Exactly as written, quote every line that follows, skipping the images.
******************************
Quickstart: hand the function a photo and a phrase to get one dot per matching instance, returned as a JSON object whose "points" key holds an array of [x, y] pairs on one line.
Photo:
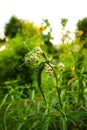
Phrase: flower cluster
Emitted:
{"points": [[32, 58], [61, 67]]}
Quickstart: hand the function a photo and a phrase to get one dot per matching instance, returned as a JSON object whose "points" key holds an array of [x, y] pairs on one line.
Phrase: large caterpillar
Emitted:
{"points": [[39, 72]]}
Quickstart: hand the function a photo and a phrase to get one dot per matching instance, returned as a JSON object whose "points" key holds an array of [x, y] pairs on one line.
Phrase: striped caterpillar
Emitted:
{"points": [[39, 72]]}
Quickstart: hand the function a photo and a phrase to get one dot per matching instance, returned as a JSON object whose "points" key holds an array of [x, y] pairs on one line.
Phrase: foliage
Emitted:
{"points": [[82, 27], [41, 89]]}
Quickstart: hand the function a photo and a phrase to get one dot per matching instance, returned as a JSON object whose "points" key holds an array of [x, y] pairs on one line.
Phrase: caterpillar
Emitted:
{"points": [[39, 72]]}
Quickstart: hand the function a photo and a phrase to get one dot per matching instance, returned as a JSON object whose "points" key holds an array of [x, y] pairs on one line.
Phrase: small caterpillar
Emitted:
{"points": [[39, 72]]}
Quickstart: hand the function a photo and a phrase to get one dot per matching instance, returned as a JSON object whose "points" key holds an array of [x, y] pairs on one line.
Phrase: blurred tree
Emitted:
{"points": [[12, 27], [18, 26]]}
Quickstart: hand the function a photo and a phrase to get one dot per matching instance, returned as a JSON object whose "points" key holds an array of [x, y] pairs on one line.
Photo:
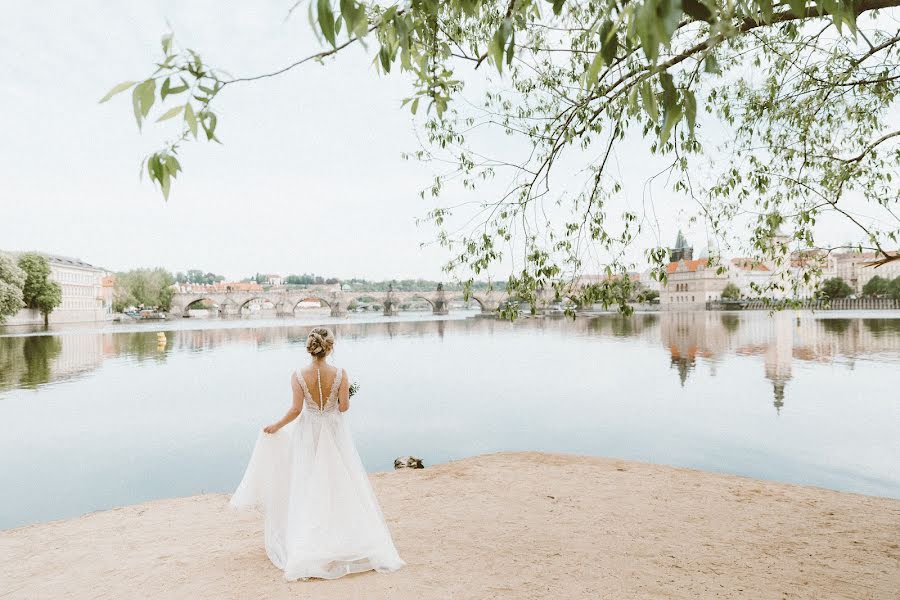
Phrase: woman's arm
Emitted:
{"points": [[344, 393], [294, 411]]}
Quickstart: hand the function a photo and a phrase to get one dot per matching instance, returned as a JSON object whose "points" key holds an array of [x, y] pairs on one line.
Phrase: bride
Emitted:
{"points": [[321, 516]]}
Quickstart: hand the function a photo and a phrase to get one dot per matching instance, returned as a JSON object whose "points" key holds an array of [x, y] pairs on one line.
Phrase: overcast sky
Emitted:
{"points": [[309, 179]]}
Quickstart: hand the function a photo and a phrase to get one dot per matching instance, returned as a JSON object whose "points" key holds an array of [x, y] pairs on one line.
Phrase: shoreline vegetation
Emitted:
{"points": [[504, 525]]}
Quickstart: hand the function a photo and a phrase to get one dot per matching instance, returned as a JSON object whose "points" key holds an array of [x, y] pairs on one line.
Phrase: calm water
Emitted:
{"points": [[96, 418]]}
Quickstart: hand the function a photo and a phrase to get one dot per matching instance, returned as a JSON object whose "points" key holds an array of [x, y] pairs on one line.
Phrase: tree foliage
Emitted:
{"points": [[39, 292], [731, 292], [877, 287], [802, 95], [150, 288], [12, 279], [199, 277]]}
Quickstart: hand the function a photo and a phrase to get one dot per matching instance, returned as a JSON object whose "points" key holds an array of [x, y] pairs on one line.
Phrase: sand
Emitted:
{"points": [[509, 525]]}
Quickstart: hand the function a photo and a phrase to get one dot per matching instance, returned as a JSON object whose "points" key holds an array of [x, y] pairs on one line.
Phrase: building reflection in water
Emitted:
{"points": [[706, 337], [779, 338]]}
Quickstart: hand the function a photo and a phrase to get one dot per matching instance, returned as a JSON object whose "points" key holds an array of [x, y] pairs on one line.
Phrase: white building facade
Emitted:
{"points": [[86, 294]]}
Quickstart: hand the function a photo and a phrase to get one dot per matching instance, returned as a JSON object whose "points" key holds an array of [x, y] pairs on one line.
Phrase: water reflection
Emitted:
{"points": [[745, 393], [28, 361]]}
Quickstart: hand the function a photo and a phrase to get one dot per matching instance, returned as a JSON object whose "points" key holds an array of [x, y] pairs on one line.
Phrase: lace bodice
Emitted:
******************************
Full answer>
Quickstart: hand the function a photo and a phrase to get one dot per matching instance, returned as a JSON object whose "points" key holds an array of [x, y] pairs on one line.
Photo:
Phrase: flower cluster
Emitted:
{"points": [[32, 58], [61, 67]]}
Quickstart: hand the function a photo and a phrase to get one dot per matching instance, returned as a JSON object whose "points" key holds an array of [x, y] pairs on one line.
Phrase: large caterpillar
Emitted:
{"points": [[39, 72]]}
Quickstart: hand the function a photo and a phrase to get one dot per matching instance, returned as a JSON object whose "points" key holds an array of [x, y] pairs on one line.
Phrase: striped caterpillar
Emitted:
{"points": [[39, 72]]}
Quickstart: hand the function a photo and a phrase to get one dot per matching instance, returned as a JSON object whose "points" key holds an array of [x, y] pairs on one line.
Phrase: foliage
Emitted:
{"points": [[82, 27], [41, 89]]}
Quickstart: hand the function a photo and a phrase to get one dot per matching instance, returned as a JSON object whose "points" key holds an array of [x, y] pairs on one line.
Phrase: caterpillar
Emitted:
{"points": [[39, 72]]}
Quickstart: hand the function a photo and a phrase to get one dot per matching instance, returned as a JSON object whose "points" key holds an array of [x, y] pairs on one line.
Phrase: small caterpillar
Emitted:
{"points": [[39, 72]]}
Quickstart: hand the function a photo and a phrase to get one dot per matching instance, returned as a JSON object whose "points" key holds an array of [x, y] pairs on one line.
Phrase: blurred tree
Emitted:
{"points": [[12, 27], [18, 26]]}
Quickstart: hand the function a photo and a phrase to get one dot per matching instance, returned as a JSON object whose "points" key holds an array of [x, y] pairs on one line.
Photo:
Phrase: woman's arm
Emitted:
{"points": [[344, 393], [294, 411]]}
Quickstart: hand the function a photo and a phrase to get one dot per matching instance, returned as a JSON object whose "points" key holds an array of [x, y] pairs on one line.
Phrase: bride
Emitted:
{"points": [[321, 516]]}
Quickstart: hand the function a photo and a phrase to get one dot per matching instance, returned as a JSON object whose "points" key holds an array of [x, y] pairs on one line.
Phrase: overcast sky
Emitted:
{"points": [[309, 179]]}
Quickstart: hand the function a photo and a phrase to get one dot per matching instance, returned as a JSON object whose "points" key holds an array of [x, y] pairs on one line.
Phrase: shoreline vegetation
Emitted:
{"points": [[504, 525]]}
Quickstart: hand the function a photo and a phrase to get one dot per matching instance, returned as a JSON object whose "points" key holds an array of [x, y] pairs on one line.
Phrase: calm water
Emitted:
{"points": [[96, 418]]}
Quickstart: hand the function a photo and a phrase to get one dot per matching instance, returned as a JSON object whose "points" key holds an array of [x, y] pairs on one line.
Phrase: tree foliage
Emitted:
{"points": [[39, 292], [731, 292], [877, 287], [802, 95], [150, 288], [12, 279], [199, 277]]}
Quickstart: hand the function a photo and a phrase to get one dot per matching instance, returned as a JSON object whose "points" key holds an array of [x, y] pairs on one line.
Phrase: sand
Emitted:
{"points": [[509, 525]]}
Quickstart: hand the function a photo and a phrase to get one dot per matching instance, returned as a JSON object whose "points" key holds an array of [x, y] pairs on one line.
Phrase: building reflection in water
Emitted:
{"points": [[706, 337], [779, 338]]}
Quickstart: hand the function a photo and a phrase to get one dot per matching instance, returned as a JSON object whose "points" key holds an array of [x, y] pairs on one line.
Phrase: white building facade
Emitted:
{"points": [[86, 294]]}
Quickstart: hand the function a photo and a phrase to get one dot per matching instance, returned as a JSON object whose "points" key holds an array of [x, y] pairs on one line.
Phrase: water reflection
Emitted:
{"points": [[745, 393], [28, 361]]}
Quickstart: hand the function a photo and a phrase to get one dot per matching instance, returned as a JSON object whose "points" key holds an array of [x, y] pairs on one line.
Phrase: lace bodice
Emitted:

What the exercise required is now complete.